TEXTO DE LEITURA =>
__________________________________________________
A notícia parece uma enorme vitória para o Real Madrid e o Barcelona, os dois clubes que ainda apoiam a ideia de uma Superliga Europeia, e a empresa responsável pelo projeto apressou-se a divulgar o renovado formato da competição — que inclui uma plataforma de streaming com transmissões gratuitas de todos os jogos e também uma prova feminina. Ainda assim, a ideia foi novamente criticada pelas principais ligas e federações europeias, incluindo a Federação Portuguesa de Futebol, e também pela própria UEFA.
Sem que seja possível antecipar o futuro, a verdade é que a Superliga Europeia ganhou uma nova força e tanto Real Madrid como Barcelona têm agora via aberta para explorar a possibilidade de fundar uma nova competição. Mas faltam parceiros, patrocinadores e apoios: um triângulo que pode hipotecar todo o projeto.
Qual foi a decisão do Tribunal de Justiça da União Europeia?
A decisão rebentou na manhã desta quinta-feira. Em comunicado, o Tribunal de Justiça da União Europeia deu razão à Superliga Europeia no diferendo que se mantinha desde que a putativa competição foi lançada, em abril de 2021, e acusou os dois organismos de “abuso de poder dominante”, considerando uma violação da legislação europeia a decisão de proibir jogadores e clubes de participarem noutras competições.
“As normas da FIFA e da UEFA que sujeitam qualquer projeto de nova competição de futebol de clubes a autorização prévia, como a Superliga, e que proíbem os clubes e os jogadores de participar nessas mesmas competições, sob pena de sanções, são ilegais. Isso deve-se ao facto de as faculdades da FIFA e da UEFA não estarem sujeitas a nenhum critério que garanta o seu carácter transparente, objetivo, não discriminatório e proporcionado. As normas que atribuem à FIFA e à UEFA um controlo exclusivo sobre a exploração comercial dos direitos derivados destas competições podem restringir a competência, tendo em conta a importância que estes últimos têm para os meios de comunicação social, os consumidores e os telespectadores”, pode ler-se na nota divulgada.
Adicionalmente, o Tribunal de Justiça declarou que “quando uma empresa em posição dominante tem o poder de determinar as condições de acesso ao mercado de empresas potencialmente concorrentes, esse poder deve ser objeto de critérios adequados para garantir que são transparentes, objetivos, não discriminatórios e proporcionados”. Algo que, no entender da União Europeia, não aconteceu com a FIFA e com a UEFA — que, “por conseguinte, estão a abusar de uma posição dominante”.
__________________________________________________
REGISTOS DE DADOS =>
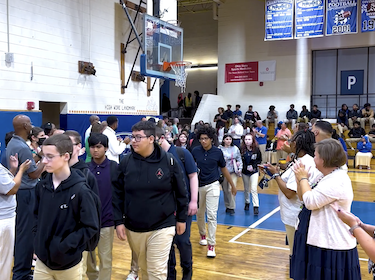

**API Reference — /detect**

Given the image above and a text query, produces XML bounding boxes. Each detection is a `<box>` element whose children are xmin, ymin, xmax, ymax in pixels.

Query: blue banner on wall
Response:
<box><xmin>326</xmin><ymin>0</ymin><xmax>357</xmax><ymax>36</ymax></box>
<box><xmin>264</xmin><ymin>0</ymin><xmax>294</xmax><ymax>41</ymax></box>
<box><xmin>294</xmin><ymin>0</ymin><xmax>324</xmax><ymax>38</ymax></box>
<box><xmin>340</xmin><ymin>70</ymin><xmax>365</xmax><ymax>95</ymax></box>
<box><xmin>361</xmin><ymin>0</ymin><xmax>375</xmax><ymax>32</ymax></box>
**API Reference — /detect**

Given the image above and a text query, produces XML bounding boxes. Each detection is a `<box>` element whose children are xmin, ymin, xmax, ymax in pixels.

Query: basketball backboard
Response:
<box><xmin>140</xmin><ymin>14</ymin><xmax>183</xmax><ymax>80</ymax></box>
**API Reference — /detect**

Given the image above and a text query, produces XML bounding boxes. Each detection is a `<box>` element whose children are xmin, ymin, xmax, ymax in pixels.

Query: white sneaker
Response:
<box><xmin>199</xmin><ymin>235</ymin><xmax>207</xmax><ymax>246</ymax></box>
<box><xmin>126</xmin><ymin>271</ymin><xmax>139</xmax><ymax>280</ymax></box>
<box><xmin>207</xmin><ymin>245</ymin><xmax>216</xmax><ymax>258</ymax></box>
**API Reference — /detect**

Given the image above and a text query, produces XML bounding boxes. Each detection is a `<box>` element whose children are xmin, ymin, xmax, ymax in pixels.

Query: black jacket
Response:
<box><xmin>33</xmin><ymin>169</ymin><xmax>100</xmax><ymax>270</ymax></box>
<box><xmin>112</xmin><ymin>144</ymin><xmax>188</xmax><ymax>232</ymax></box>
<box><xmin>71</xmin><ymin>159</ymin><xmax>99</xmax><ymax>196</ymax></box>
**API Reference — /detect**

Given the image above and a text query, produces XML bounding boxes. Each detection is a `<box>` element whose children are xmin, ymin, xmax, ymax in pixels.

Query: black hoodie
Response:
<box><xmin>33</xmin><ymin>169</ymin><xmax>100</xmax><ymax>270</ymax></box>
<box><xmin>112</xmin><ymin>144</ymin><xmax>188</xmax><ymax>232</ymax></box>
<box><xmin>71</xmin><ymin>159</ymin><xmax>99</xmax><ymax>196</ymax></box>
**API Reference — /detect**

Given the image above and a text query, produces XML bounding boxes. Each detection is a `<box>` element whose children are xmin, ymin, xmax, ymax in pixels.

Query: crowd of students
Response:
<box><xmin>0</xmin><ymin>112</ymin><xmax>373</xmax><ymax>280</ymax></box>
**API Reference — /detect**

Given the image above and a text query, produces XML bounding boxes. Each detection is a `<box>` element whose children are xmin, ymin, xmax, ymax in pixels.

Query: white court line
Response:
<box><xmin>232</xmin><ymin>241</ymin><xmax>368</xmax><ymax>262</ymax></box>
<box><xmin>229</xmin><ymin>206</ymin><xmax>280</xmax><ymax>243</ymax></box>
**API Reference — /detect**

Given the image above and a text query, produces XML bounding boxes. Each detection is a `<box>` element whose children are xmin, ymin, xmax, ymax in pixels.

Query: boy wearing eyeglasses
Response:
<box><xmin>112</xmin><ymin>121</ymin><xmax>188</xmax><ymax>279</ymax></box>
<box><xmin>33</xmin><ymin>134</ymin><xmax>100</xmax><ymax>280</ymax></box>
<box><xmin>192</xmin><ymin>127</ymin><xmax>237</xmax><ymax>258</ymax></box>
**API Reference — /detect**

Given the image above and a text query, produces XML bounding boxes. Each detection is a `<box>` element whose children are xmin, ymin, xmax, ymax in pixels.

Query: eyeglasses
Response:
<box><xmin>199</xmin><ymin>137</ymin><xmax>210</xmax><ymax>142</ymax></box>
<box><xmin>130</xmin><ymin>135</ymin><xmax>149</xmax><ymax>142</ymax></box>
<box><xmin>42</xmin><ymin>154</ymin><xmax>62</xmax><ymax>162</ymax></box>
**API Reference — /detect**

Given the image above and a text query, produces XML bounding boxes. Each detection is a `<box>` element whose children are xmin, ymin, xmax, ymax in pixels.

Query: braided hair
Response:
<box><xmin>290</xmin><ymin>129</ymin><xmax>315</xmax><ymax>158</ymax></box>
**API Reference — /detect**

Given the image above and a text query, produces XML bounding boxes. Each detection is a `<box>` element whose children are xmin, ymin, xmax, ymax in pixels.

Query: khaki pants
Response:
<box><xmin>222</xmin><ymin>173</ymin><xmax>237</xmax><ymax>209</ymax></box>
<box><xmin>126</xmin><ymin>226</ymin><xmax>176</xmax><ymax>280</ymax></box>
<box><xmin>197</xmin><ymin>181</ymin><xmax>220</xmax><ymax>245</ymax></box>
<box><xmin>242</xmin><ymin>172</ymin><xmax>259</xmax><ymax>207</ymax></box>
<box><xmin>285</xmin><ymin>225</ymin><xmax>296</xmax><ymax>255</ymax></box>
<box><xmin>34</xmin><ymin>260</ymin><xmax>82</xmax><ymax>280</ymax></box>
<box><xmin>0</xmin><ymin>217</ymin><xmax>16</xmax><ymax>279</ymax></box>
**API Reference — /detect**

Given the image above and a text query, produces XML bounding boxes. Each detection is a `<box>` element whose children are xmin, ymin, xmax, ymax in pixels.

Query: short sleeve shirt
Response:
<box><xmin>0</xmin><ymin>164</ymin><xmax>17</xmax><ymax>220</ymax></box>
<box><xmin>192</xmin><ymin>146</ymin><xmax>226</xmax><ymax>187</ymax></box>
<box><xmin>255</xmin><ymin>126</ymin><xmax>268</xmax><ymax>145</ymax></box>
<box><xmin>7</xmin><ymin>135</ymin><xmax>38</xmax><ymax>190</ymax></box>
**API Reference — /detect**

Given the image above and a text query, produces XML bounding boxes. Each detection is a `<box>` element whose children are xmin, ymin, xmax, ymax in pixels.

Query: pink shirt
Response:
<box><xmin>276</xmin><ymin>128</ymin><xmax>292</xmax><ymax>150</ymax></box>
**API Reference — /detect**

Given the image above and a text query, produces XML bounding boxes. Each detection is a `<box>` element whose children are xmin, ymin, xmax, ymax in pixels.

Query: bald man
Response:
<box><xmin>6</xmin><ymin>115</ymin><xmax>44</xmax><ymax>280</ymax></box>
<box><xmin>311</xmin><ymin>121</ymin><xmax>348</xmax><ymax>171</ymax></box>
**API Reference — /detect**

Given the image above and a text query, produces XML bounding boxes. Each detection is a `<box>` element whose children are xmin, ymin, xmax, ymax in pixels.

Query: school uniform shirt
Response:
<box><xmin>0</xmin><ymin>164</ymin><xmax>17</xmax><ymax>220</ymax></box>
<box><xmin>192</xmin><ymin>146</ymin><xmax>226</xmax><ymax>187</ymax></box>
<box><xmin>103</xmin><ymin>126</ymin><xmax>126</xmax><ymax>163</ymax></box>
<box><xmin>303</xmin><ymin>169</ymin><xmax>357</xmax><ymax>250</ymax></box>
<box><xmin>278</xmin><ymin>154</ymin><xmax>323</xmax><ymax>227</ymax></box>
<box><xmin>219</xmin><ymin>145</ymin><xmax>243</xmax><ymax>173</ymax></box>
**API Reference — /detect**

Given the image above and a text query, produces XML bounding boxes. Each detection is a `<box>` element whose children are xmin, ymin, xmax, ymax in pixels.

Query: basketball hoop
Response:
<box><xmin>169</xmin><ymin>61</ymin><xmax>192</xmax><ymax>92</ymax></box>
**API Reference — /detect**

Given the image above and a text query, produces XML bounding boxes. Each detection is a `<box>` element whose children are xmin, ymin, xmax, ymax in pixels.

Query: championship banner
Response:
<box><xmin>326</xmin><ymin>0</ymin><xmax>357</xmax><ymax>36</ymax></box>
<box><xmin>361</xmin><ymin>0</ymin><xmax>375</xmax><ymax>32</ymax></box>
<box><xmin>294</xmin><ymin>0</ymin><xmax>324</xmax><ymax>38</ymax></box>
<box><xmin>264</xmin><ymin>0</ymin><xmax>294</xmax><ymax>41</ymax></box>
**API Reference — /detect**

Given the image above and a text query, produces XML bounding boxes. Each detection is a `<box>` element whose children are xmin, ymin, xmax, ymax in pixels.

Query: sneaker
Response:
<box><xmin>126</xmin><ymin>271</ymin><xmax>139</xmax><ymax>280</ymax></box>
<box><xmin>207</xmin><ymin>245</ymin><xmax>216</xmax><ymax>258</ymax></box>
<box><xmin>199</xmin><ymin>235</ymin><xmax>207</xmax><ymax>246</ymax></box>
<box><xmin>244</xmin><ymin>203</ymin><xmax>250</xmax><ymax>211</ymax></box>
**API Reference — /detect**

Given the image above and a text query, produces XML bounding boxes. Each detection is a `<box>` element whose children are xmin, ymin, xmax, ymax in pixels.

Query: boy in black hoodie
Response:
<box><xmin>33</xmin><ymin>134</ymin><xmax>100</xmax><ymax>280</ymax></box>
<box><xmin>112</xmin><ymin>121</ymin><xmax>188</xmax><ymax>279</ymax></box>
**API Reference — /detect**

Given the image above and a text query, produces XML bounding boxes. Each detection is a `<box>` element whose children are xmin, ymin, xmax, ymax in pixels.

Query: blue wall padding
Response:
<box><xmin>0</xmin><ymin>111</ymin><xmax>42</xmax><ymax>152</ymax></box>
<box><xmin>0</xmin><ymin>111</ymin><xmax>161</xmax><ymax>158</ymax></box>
__________________________________________________
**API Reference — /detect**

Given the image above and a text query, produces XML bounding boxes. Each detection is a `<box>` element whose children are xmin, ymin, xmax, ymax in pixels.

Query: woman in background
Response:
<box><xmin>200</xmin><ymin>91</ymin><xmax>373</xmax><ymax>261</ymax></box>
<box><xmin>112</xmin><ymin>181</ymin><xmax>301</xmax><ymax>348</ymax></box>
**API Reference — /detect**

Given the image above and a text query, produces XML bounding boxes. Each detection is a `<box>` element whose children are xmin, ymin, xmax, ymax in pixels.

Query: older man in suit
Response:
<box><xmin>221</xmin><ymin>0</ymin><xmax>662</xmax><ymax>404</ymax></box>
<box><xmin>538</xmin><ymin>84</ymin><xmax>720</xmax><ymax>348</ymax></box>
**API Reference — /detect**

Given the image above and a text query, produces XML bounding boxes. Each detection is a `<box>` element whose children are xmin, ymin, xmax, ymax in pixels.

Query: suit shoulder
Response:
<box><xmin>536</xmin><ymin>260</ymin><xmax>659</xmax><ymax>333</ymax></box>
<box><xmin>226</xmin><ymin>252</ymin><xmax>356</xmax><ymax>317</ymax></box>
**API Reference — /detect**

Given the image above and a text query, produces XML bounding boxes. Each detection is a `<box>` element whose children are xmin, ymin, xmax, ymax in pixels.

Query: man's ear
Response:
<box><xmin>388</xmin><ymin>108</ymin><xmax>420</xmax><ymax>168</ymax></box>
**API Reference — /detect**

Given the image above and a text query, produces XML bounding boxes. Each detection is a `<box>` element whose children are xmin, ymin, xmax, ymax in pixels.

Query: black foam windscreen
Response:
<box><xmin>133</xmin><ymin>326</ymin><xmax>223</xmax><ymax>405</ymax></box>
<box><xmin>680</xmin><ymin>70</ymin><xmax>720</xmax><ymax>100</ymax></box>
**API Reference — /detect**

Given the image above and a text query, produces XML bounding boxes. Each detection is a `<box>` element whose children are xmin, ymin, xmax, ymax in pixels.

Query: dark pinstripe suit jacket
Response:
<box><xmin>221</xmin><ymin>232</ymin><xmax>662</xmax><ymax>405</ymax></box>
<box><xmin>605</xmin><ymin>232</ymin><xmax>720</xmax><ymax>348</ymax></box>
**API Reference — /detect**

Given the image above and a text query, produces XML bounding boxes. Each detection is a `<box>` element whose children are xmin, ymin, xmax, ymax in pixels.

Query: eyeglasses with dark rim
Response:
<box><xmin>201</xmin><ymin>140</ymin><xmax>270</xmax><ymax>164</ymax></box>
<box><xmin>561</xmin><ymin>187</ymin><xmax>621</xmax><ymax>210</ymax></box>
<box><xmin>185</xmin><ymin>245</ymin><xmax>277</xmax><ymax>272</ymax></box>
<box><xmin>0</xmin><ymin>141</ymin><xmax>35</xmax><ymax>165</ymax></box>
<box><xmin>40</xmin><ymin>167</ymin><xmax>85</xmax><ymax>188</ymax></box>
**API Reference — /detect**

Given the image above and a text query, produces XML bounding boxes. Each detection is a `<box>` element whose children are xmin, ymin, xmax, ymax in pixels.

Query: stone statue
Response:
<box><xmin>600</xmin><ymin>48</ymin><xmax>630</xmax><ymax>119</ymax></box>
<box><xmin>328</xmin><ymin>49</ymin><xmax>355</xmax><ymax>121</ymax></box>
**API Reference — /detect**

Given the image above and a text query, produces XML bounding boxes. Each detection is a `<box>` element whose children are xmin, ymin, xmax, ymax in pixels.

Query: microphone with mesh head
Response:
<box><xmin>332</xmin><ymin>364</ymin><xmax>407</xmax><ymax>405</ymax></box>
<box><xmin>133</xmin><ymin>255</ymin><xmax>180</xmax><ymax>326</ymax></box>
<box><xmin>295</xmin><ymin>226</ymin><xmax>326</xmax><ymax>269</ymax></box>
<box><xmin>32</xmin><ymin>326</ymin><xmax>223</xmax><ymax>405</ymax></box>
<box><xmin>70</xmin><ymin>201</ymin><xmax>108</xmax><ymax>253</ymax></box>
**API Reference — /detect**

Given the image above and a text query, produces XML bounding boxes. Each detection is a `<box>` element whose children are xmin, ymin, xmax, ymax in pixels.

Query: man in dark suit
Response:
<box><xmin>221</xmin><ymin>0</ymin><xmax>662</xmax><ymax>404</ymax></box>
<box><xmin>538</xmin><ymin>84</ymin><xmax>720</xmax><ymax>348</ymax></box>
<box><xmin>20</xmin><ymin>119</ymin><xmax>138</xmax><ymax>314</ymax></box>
__________________________________________________
TAREFAS A REALIZAR =>
1) Repete, sem alterações, o trecho do texto sobre a Superliga que começa em "Sem que seja" e vai até "da União Europeia?", incluindo estas últimas palavras.
2) Diz se cada afirmação concorda com o texto sobre a Superliga. Responde sim ou não e cita as palavras do texto que o decidem: (a) A Superliga Europeia foi lançada em abril de 2021. (b) A Federação Portuguesa de Futebol apoiou a ideia da Superliga. (c) O novo formato da competição inclui uma prova feminina.

RESPOSTAS ESPERADAS =>
1)
Sem que seja possível antecipar o futuro, a verdade é que a Superliga Europeia ganhou uma nova força e tanto Real Madrid como Barcelona têm agora via aberta para explorar a possibilidade de fundar uma nova competição. Mas faltam parceiros, patrocinadores e apoios: um triângulo que pode hipotecar todo o projeto.
Qual foi a decisão do Tribunal de Justiça da União Europeia?

2)
(a) Sim: "desde que a putativa competição foi lançada, em abril de 2021".
(b) Não: "a ideia foi novamente criticada pelas principais ligas e federações europeias, incluindo a Federação Portuguesa de Futebol".
(c) Sim: "que inclui uma plataforma de streaming com transmissões gratuitas de todos os jogos e também uma prova feminina".